**MATERIAL SHOWN:**

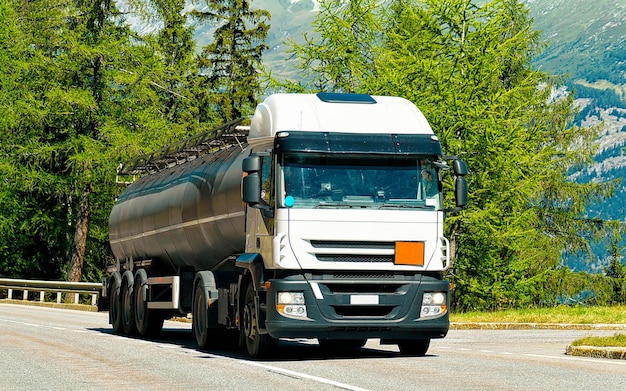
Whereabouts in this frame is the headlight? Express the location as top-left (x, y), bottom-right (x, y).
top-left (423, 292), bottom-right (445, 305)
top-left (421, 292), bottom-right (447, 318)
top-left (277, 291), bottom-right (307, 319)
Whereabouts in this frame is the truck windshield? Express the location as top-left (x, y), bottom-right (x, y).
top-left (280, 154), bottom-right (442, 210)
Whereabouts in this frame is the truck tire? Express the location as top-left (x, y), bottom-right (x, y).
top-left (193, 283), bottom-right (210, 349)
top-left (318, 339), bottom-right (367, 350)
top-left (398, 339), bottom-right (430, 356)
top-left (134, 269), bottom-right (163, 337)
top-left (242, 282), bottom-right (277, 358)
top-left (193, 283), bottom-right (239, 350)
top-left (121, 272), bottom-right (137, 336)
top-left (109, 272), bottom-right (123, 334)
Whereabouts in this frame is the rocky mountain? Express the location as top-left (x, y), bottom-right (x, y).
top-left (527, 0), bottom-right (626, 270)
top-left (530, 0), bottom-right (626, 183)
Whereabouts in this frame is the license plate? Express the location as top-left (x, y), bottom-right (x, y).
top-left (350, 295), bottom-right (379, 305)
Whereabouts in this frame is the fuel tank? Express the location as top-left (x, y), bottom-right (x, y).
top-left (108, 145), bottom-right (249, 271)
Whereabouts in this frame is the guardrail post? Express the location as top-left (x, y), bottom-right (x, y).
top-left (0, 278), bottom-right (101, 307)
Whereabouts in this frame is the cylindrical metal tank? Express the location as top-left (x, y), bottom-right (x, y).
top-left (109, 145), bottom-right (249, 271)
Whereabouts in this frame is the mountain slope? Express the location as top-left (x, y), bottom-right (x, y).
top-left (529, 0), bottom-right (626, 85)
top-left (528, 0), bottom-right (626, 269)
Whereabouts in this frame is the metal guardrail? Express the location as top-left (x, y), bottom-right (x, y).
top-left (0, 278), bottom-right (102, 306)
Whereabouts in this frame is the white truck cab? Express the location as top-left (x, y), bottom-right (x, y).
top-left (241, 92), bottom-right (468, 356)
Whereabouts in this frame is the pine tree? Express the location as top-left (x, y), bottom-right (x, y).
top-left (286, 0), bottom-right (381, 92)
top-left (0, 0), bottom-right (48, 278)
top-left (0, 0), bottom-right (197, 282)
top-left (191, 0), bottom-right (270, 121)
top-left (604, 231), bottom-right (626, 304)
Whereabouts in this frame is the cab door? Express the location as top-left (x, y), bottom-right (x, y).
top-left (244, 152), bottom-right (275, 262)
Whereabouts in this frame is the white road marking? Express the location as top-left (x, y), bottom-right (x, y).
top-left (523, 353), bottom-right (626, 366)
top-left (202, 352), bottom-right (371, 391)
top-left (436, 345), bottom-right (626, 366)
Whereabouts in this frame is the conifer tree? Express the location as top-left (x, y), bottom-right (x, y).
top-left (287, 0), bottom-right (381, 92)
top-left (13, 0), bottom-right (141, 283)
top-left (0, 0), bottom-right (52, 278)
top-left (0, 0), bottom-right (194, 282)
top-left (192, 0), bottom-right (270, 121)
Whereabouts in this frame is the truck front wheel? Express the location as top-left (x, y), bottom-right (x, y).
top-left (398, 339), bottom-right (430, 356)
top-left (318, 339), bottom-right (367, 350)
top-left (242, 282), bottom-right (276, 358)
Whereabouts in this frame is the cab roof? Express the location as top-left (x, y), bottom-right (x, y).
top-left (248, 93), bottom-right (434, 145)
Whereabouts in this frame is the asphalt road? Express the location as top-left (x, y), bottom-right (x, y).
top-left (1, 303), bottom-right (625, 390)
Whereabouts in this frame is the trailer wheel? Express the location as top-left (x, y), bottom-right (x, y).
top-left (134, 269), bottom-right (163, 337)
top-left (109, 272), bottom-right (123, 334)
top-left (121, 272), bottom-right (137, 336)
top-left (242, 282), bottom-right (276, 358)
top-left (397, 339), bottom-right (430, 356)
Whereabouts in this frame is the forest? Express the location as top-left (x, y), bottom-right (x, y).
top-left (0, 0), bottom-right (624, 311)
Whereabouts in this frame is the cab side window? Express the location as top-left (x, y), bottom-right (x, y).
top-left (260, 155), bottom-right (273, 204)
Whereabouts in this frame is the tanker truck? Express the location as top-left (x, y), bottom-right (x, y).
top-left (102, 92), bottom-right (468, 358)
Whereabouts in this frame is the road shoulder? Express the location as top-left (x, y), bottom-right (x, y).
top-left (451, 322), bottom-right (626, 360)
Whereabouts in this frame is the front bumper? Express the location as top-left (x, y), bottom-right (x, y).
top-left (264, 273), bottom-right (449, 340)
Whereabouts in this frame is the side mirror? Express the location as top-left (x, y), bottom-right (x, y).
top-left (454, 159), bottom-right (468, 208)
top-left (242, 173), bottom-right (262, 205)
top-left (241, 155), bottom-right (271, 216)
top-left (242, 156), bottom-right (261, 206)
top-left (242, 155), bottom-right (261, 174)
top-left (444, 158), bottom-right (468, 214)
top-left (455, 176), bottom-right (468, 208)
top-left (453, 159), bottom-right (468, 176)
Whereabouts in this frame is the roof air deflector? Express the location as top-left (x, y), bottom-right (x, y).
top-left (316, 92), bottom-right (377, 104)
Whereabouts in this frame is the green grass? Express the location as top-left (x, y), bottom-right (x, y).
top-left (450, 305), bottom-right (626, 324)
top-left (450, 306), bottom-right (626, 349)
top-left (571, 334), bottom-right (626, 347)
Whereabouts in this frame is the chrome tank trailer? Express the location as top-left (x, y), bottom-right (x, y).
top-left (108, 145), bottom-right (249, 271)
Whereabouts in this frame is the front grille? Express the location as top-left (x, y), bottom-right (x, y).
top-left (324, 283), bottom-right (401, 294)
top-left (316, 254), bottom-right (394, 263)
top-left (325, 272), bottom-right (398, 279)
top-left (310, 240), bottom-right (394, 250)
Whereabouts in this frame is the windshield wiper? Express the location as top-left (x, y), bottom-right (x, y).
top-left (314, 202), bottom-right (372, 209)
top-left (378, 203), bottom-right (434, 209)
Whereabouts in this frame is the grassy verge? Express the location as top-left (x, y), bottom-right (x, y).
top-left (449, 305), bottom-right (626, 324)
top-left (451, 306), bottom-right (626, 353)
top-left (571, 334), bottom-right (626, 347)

**ASSIGNMENT:** Your answer should copy the listing word for word, with no pictures in it.

**ANSWER SECTION:**
Whereabouts in this frame is the headlight? Express the location as top-left (x, y), bottom-right (x, y).
top-left (423, 292), bottom-right (445, 305)
top-left (421, 292), bottom-right (447, 318)
top-left (277, 291), bottom-right (307, 319)
Whereabouts in this frame is the truck windshield? Express the location as top-left (x, y), bottom-right (x, y).
top-left (280, 154), bottom-right (442, 210)
Whereabouts in this frame is the truck tire? Express the location as top-left (x, y), bottom-right (x, y).
top-left (193, 283), bottom-right (210, 349)
top-left (318, 339), bottom-right (367, 350)
top-left (398, 339), bottom-right (430, 356)
top-left (134, 269), bottom-right (163, 337)
top-left (242, 282), bottom-right (277, 358)
top-left (193, 283), bottom-right (239, 350)
top-left (121, 272), bottom-right (137, 336)
top-left (109, 272), bottom-right (123, 334)
Whereabouts in this frame is the rocky mountain? Express the location as top-left (x, y), bottom-right (x, y).
top-left (527, 0), bottom-right (626, 270)
top-left (530, 0), bottom-right (626, 183)
Whereabouts in this frame is the license plate? Express the location as top-left (x, y), bottom-right (x, y).
top-left (350, 295), bottom-right (379, 305)
Whereabouts in this frame is the fuel tank? Express the location as top-left (x, y), bottom-right (x, y).
top-left (108, 145), bottom-right (249, 271)
Whereabouts in this frame is the guardrail post? Express the location as top-left (x, y), bottom-right (x, y).
top-left (0, 278), bottom-right (101, 307)
Whereabouts in this frame is the cylindrical metal tank? Express the location as top-left (x, y), bottom-right (x, y).
top-left (109, 145), bottom-right (249, 271)
Whereabouts in this frame is the mountain slope? Express the location as top-left (x, y), bottom-right (x, y).
top-left (529, 0), bottom-right (626, 85)
top-left (528, 0), bottom-right (626, 269)
Whereabouts in this frame is the metal guardrail? Express the location as top-left (x, y), bottom-right (x, y).
top-left (0, 278), bottom-right (102, 306)
Whereabouts in this frame is the white truck cab? Express the location as top-left (x, y), bottom-right (x, y).
top-left (241, 92), bottom-right (468, 356)
Whereabouts in this frame is the pine tree? Express the location as top-left (x, y), bottom-right (x, y).
top-left (286, 0), bottom-right (381, 92)
top-left (0, 0), bottom-right (48, 278)
top-left (0, 0), bottom-right (197, 282)
top-left (191, 0), bottom-right (270, 121)
top-left (604, 231), bottom-right (626, 304)
Whereabouts in this frame is the cab door? Express the location as top-left (x, y), bottom-right (x, y).
top-left (244, 152), bottom-right (275, 262)
Whereabouts in this frame is the white road marking? Express the location as top-left (x, y), bottom-right (x, y).
top-left (523, 353), bottom-right (626, 366)
top-left (202, 352), bottom-right (371, 391)
top-left (436, 345), bottom-right (626, 366)
Whereabouts in this frame is the conifer tree? Express the location as top-left (x, y), bottom-right (x, y).
top-left (287, 0), bottom-right (381, 92)
top-left (13, 0), bottom-right (141, 283)
top-left (0, 0), bottom-right (52, 278)
top-left (0, 0), bottom-right (194, 282)
top-left (192, 0), bottom-right (270, 121)
Whereabouts in this frame is the truck front wheel? Express the location as top-left (x, y), bottom-right (x, y).
top-left (398, 339), bottom-right (430, 356)
top-left (318, 339), bottom-right (367, 350)
top-left (242, 282), bottom-right (276, 358)
Whereabouts in this frame is the cab roof? Express the location as top-left (x, y), bottom-right (x, y).
top-left (248, 93), bottom-right (434, 145)
Whereabouts in this frame is the asphalt road? Express the location as top-left (x, y), bottom-right (x, y).
top-left (1, 303), bottom-right (625, 390)
Whereabouts in this frame is the trailer wheel? Express the location as top-left (x, y), bottom-right (x, y).
top-left (134, 269), bottom-right (163, 337)
top-left (109, 272), bottom-right (123, 334)
top-left (121, 272), bottom-right (137, 336)
top-left (242, 282), bottom-right (276, 358)
top-left (397, 339), bottom-right (430, 356)
Whereabouts in this frame is the forest? Express the location as top-left (x, y), bottom-right (x, y).
top-left (0, 0), bottom-right (624, 311)
Whereabouts in this frame is the cab side window? Express the location as top-left (x, y), bottom-right (x, y).
top-left (260, 155), bottom-right (273, 204)
Whereabouts in this frame is the tanker truck? Express the location as top-left (x, y), bottom-right (x, y).
top-left (102, 92), bottom-right (468, 358)
Whereabouts in this frame is the road shoulder? Express the location as top-left (x, y), bottom-right (x, y).
top-left (451, 322), bottom-right (626, 360)
Whereabouts in this frame is the front bumper? Express the location as top-left (x, y), bottom-right (x, y).
top-left (264, 273), bottom-right (449, 340)
Whereabouts in this frame is the side mirror? Express the location as top-left (x, y), bottom-right (x, y).
top-left (454, 159), bottom-right (468, 208)
top-left (242, 173), bottom-right (262, 205)
top-left (241, 155), bottom-right (271, 216)
top-left (242, 156), bottom-right (261, 206)
top-left (242, 155), bottom-right (261, 174)
top-left (444, 158), bottom-right (468, 214)
top-left (455, 176), bottom-right (468, 208)
top-left (453, 159), bottom-right (468, 176)
Whereabouts in this frame is the roof air deflector? Express the location as top-left (x, y), bottom-right (x, y).
top-left (316, 92), bottom-right (377, 104)
Whereabouts in this frame is the green grass? Express the location as top-left (x, y), bottom-right (x, y).
top-left (450, 305), bottom-right (626, 324)
top-left (450, 306), bottom-right (626, 349)
top-left (571, 334), bottom-right (626, 347)
Whereabouts in this frame is the chrome tank trailer? Express the location as top-left (x, y), bottom-right (x, y).
top-left (108, 145), bottom-right (249, 271)
Whereabouts in this frame is the front grille? Express the location as top-left (x, y), bottom-right (x, y).
top-left (324, 283), bottom-right (401, 294)
top-left (316, 254), bottom-right (394, 263)
top-left (325, 272), bottom-right (398, 279)
top-left (310, 240), bottom-right (394, 250)
Whereabouts in this frame is the windshield wiper? Express the location as top-left (x, y), bottom-right (x, y).
top-left (314, 202), bottom-right (372, 209)
top-left (378, 203), bottom-right (434, 209)
Whereabouts in this frame is the grassy verge? Express the location as top-left (x, y), bottom-right (x, y).
top-left (449, 305), bottom-right (626, 324)
top-left (451, 306), bottom-right (626, 353)
top-left (571, 334), bottom-right (626, 347)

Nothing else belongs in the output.